Text segment ▸
--- --- ---
Phase F Implementation Complete
Date: 2026-02-17 Branch: feature/sonnet-impl-20260217-155229 Status: ✅ Implemented (Testing Deferred)
Summary
Phase F implements observability and disaster recovery:
- Structured Logging: JSON logs with request_id (already in Phase B!)
- Metrics Collection: Prometheus-compatible metrics endpoint
- Wallet Reconciliation: Nightly job to detect balance discrepancies
- Reindex Scripts: Re-embed chunks with new models
- Disaster Recovery: Weekly export of canonical chunks to blob store
What Was Implemented
S17: Structured Logging & Metrics
Already Implemented in Phase B:
- app/core/logging.py: JSON formatter with request_id
- Structured logs with timestamp, level, logger, message, request_id
New in Phase F: app/core/metrics.py
MetricsCollector: - In-memory metrics collection - Counters, histograms, and gauges - Prometheus-compatible exposition - JSON export for debugging
Helper Functions:
from app.core.metrics import (
record_ingestion_job,
record_pinecone_query,
record_pinecone_upsert,
record_openai_request,
record_wallet_reservation,
set_circuit_breaker_state,
set_active_reservations,
record_rate_limit_rejection
)
# Example usage
record_openai_request(
model="gpt-4o",
endpoint="chat",
duration_seconds=2.5,
tokens=350
)
--- --- ---
Excerpted records ▸
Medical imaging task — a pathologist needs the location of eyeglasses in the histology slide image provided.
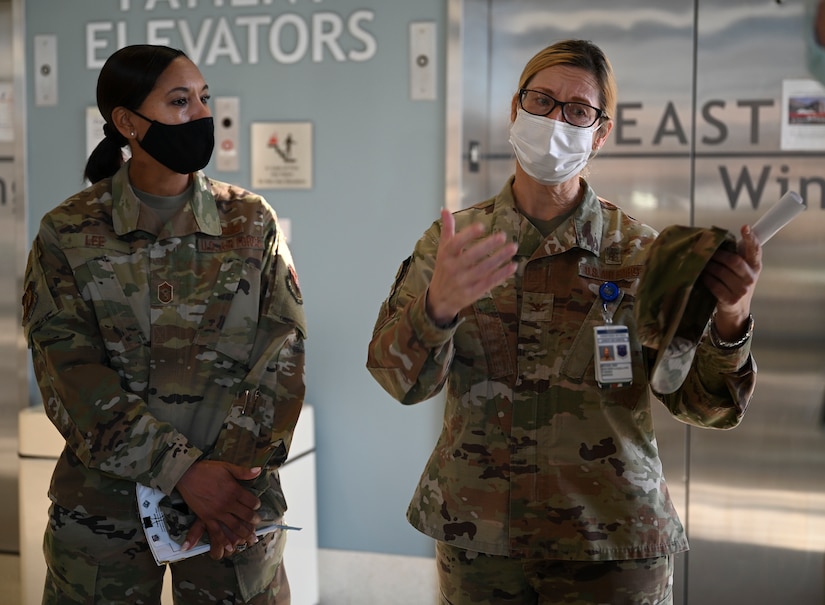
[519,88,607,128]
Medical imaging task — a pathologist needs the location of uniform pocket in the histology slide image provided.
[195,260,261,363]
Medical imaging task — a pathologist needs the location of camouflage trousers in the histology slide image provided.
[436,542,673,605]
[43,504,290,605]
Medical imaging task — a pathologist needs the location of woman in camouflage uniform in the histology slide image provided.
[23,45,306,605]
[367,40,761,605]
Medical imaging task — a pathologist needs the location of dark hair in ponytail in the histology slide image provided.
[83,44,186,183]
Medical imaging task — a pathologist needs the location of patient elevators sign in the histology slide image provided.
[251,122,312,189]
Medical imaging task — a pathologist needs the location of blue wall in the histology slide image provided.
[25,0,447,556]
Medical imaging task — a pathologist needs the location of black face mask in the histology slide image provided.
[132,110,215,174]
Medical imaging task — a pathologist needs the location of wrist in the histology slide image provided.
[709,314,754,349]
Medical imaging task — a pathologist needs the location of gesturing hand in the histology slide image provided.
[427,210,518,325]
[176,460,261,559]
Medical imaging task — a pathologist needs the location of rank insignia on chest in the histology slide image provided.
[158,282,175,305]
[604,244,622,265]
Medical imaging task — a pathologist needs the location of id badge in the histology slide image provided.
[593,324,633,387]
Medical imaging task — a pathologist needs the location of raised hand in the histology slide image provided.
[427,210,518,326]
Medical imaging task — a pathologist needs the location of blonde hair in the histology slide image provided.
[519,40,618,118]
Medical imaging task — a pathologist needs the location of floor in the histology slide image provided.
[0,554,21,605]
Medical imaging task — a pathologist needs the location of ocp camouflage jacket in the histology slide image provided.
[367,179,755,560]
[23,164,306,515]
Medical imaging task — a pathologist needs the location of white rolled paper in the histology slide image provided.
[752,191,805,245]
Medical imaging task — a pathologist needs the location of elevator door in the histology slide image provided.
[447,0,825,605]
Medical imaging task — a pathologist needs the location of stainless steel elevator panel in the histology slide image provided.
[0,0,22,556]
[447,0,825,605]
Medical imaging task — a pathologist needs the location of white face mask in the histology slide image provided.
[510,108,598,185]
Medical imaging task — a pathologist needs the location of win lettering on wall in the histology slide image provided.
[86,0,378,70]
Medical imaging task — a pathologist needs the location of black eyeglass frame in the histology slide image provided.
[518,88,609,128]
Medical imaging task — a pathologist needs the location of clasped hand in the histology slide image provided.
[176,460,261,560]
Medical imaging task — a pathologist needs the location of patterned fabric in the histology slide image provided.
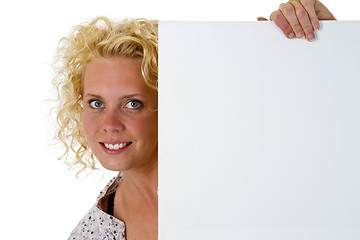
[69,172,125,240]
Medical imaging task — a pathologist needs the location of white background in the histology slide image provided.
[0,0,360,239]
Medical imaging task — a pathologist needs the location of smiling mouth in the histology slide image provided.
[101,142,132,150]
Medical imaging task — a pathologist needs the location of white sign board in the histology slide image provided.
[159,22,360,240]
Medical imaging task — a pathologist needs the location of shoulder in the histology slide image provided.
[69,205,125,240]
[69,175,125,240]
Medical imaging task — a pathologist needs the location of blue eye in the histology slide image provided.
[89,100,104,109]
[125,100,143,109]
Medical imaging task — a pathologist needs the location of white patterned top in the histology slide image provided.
--- --- ---
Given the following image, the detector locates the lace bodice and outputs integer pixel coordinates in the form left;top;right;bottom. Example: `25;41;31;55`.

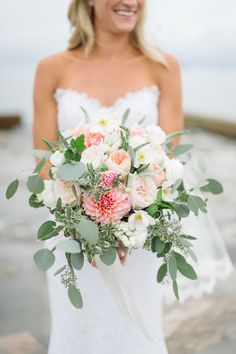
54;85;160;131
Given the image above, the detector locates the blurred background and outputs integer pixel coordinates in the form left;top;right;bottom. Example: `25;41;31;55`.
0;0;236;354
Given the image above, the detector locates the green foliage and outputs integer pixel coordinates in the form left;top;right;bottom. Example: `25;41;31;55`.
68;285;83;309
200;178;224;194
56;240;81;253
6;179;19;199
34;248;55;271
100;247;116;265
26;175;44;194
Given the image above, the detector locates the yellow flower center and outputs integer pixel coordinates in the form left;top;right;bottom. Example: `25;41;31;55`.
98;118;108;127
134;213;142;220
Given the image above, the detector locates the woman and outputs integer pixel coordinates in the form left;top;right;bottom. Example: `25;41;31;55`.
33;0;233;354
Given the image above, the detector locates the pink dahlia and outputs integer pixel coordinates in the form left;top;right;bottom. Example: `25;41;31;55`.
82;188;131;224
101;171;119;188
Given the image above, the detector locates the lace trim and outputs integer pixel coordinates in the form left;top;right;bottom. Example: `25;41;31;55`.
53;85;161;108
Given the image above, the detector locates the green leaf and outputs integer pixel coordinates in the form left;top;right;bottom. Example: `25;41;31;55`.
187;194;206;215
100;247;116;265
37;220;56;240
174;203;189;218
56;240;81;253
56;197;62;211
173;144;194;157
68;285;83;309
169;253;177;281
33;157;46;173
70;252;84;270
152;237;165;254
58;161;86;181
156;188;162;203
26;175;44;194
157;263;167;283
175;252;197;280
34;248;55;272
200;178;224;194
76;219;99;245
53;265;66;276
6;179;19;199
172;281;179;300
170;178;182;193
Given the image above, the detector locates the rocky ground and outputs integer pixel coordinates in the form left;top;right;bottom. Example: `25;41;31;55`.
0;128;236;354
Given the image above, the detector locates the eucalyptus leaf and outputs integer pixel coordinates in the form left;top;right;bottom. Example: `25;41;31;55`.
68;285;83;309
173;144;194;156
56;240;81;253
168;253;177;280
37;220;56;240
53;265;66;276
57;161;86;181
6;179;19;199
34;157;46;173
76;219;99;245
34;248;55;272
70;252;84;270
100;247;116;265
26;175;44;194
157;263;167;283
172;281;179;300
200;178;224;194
--- --- ---
Questions ▸
A. According to the Phase F implementation notes, what does the disaster recovery component do?
B. In the Phase F implementation notes, transcribe the passage starting with "Phase F Implementation" and going on through "in Phase B!)".

Activity answers ▸
A. It exports canonical chunks to a blob store every week.

B.
Phase F Implementation Complete
Date: 2026-02-17 Branch: feature/sonnet-impl-20260217-155229 Status: ✅ Implemented (Testing Deferred)
Summary
Phase F implements observability and disaster recovery:
- Structured Logging: JSON logs with request_id (already in Phase B!)